§ **DATA LINES**
┄┄┄┄┄┄

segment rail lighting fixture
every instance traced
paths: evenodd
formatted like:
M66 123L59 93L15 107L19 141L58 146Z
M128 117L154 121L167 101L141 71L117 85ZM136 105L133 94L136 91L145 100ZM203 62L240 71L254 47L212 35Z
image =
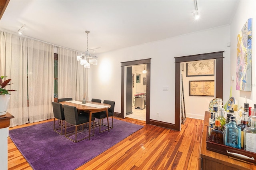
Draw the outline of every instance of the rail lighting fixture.
M25 24L23 24L23 25L22 25L21 27L20 27L19 30L18 30L18 32L19 33L19 34L22 35L22 34L23 33L23 32L22 31L22 28L25 26L26 26Z
M89 53L88 50L88 34L90 31L85 31L85 33L87 34L87 49L85 51L85 54L81 54L80 55L76 56L76 60L80 61L80 64L84 65L84 68L90 68L91 64L96 65L98 64L98 57L95 55L92 55Z
M196 7L196 12L193 14L194 16L195 17L196 20L198 20L199 18L199 14L198 13L198 8L197 6L197 1L196 0L195 0L195 6Z

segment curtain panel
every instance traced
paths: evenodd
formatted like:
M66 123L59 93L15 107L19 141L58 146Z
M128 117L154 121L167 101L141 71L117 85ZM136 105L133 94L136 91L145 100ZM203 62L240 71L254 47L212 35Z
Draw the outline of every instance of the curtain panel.
M88 99L88 69L76 60L78 52L62 47L58 50L58 98Z
M28 123L27 80L27 38L0 31L0 75L11 79L12 84L6 89L11 91L7 111L14 117L10 119L11 127Z
M0 75L13 83L10 127L53 118L53 46L0 31ZM28 100L29 107L28 107Z
M54 117L54 47L31 39L28 46L28 117L32 123Z

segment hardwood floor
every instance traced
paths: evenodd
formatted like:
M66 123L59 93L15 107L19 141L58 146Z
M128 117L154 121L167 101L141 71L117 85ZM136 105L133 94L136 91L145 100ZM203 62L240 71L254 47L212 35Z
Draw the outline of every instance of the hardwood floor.
M187 118L180 132L115 118L144 127L78 170L197 170L203 120ZM10 130L42 122L18 126ZM121 127L115 127L114 128ZM8 170L32 169L8 138Z

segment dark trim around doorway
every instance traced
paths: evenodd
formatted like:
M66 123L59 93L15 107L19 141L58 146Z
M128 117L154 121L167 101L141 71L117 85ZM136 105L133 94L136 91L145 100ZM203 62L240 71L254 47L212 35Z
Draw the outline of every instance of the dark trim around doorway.
M174 57L175 59L175 113L174 130L180 130L180 63L216 59L215 97L223 99L223 52L224 51Z
M140 64L147 65L146 75L146 123L150 124L150 61L151 58L134 60L121 62L121 118L124 117L124 67Z

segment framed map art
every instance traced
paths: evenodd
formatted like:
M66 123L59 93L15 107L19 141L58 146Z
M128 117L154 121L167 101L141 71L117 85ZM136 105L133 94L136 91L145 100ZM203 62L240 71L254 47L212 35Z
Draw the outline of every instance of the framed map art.
M214 81L189 81L189 95L214 96Z
M187 63L187 77L214 75L214 60L200 60Z

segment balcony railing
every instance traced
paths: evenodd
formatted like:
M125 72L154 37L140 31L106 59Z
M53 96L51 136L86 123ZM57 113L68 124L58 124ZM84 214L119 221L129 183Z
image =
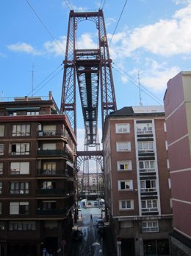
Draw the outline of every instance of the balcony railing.
M37 209L37 215L65 215L67 209Z
M38 188L37 189L37 194L65 196L66 192L60 188Z
M156 187L150 187L150 188L141 188L140 192L156 192Z
M145 169L140 169L140 173L154 173L155 169L148 169L148 168L145 168Z
M37 170L37 176L62 176L62 177L68 177L68 170Z
M37 151L37 156L57 156L67 157L73 162L73 156L68 152L59 149L38 149Z
M142 212L158 212L158 208L142 208Z
M65 131L38 131L38 136L64 136L67 137L68 134L67 132Z

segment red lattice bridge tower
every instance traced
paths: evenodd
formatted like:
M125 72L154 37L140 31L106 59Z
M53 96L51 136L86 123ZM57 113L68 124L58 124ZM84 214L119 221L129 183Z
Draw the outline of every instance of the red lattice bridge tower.
M76 30L79 22L91 21L98 30L98 48L77 49ZM87 48L87 47L84 47ZM87 148L98 144L98 97L101 95L101 122L115 111L116 101L103 11L75 13L69 15L61 111L68 115L76 135L76 83L79 90ZM85 150L86 151L88 151ZM79 156L98 157L97 151L79 152Z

┄┄┄┄┄┄

§ **WORK REQUIRED**
Render every line of the entries above as a numbered list, skipping the blank lines and leaving out the pictures.

§ **REPLY**
1. segment rail lighting fixture
2. every instance traced
3. paths: evenodd
4. formatted like:
5. M66 123L59 93L15 107L19 141L58 146Z
6. M128 117L154 121L167 101L141 71L117 85ZM136 105L133 94L136 91L145 100ZM203 62L240 71L254 47L212 35Z
7. image =
8. Draw the outline of every instance of the rail lighting fixture.
9. M25 24L23 24L23 25L22 25L21 27L20 27L19 30L18 30L18 32L19 33L19 34L22 35L22 34L23 33L23 32L22 31L22 28L25 26L26 26Z
10. M89 53L88 50L88 34L90 31L85 31L85 33L87 34L87 49L85 51L85 54L81 54L80 55L76 56L76 60L80 61L80 64L84 65L84 68L90 68L91 64L96 65L98 64L98 57L95 55L92 55Z
11. M196 7L196 12L193 14L194 16L195 17L196 20L198 20L199 18L199 14L198 13L198 8L197 6L197 1L196 0L195 0L195 6Z
12. segment curtain panel
13. every instance traced
14. paths: evenodd
15. formatted like:
16. M66 123L59 93L15 107L19 141L58 146Z
17. M128 117L154 121L167 101L141 71L117 85ZM136 105L133 94L136 91L145 100ZM203 62L240 71L254 47L212 35Z
18. Draw the outline of every instance of the curtain panel.
19. M88 99L88 69L76 60L78 52L62 47L58 50L58 98Z
20. M28 123L27 80L27 38L0 31L0 75L11 79L12 84L6 89L11 91L7 111L14 117L10 119L11 127Z
21. M0 75L13 83L10 127L53 118L53 46L0 31ZM28 100L29 107L28 107Z
22. M54 117L54 47L31 39L28 46L28 117L32 123Z
23. segment hardwood floor
24. every instance traced
25. paths: evenodd
26. formatted like:
27. M66 123L59 93L15 107L19 141L58 146Z
28. M128 117L154 121L167 101L141 71L117 85ZM136 105L133 94L136 91L145 100ZM203 62L240 71L254 47L212 35Z
29. Draw the outline of every instance of the hardwood floor.
30. M187 118L180 132L115 118L144 127L78 170L197 170L203 120ZM10 130L42 122L18 126ZM121 127L115 127L114 128ZM8 170L32 169L8 138Z
31. segment dark trim around doorway
32. every instance traced
33. paths: evenodd
34. formatted like:
35. M66 123L59 93L15 107L19 141L58 146Z
36. M128 117L154 121L167 101L141 71L117 85ZM136 105L133 94L136 91L145 100ZM203 62L240 71L254 47L212 35Z
37. Draw the outline of every instance of the dark trim around doorway.
38. M174 57L175 59L175 113L174 130L180 130L180 63L216 59L215 97L223 99L223 52L224 51Z
39. M140 64L147 65L146 75L146 123L150 124L150 61L151 58L134 60L121 62L121 118L124 117L124 67Z
40. segment framed map art
41. every instance traced
42. paths: evenodd
43. formatted like:
44. M66 123L59 93L15 107L19 141L58 146Z
45. M128 117L154 121L167 101L141 71L117 85ZM136 105L133 94L136 91L145 100ZM203 62L240 71L254 47L212 35Z
46. Draw the outline of every instance of the framed map art.
47. M214 81L189 81L189 95L214 96Z
48. M187 63L187 77L214 75L214 60L200 60Z
49. segment balcony railing
50. every instance traced
51. paths: evenodd
52. formatted like:
53. M125 72L154 37L140 31L106 59Z
54. M53 96L51 136L86 123ZM57 113L68 124L58 124ZM84 214L119 221L129 183Z
55. image =
56. Draw the outline of every instance of the balcony railing.
57. M37 209L37 215L65 215L67 209Z
58. M38 188L37 189L37 194L65 196L66 192L60 188Z
59. M156 187L150 187L150 188L141 188L140 192L156 192Z
60. M145 169L140 169L140 173L154 173L155 169L148 169L148 168L145 168Z
61. M37 170L37 176L62 176L62 177L68 177L68 170Z
62. M37 151L37 156L57 156L67 157L73 162L73 156L68 152L59 149L38 149Z
63. M142 212L158 212L158 208L142 208Z
64. M65 131L38 131L38 136L64 136L67 137L68 134L67 132Z
65. segment red lattice bridge tower
66. every instance traced
67. paths: evenodd
68. formatted like:
69. M125 72L154 37L140 31L106 59Z
70. M53 96L51 136L86 123ZM57 113L68 124L58 124ZM84 214L119 221L129 183Z
71. Draw the outline of every instance of the red lattice bridge tower.
72. M76 30L79 22L91 21L98 30L98 48L77 49ZM87 48L87 47L84 47ZM87 148L98 144L98 97L101 95L101 122L115 111L116 101L103 11L75 13L69 15L61 111L68 115L76 135L76 83L79 90ZM85 150L86 151L88 151ZM79 156L98 157L97 151L79 152Z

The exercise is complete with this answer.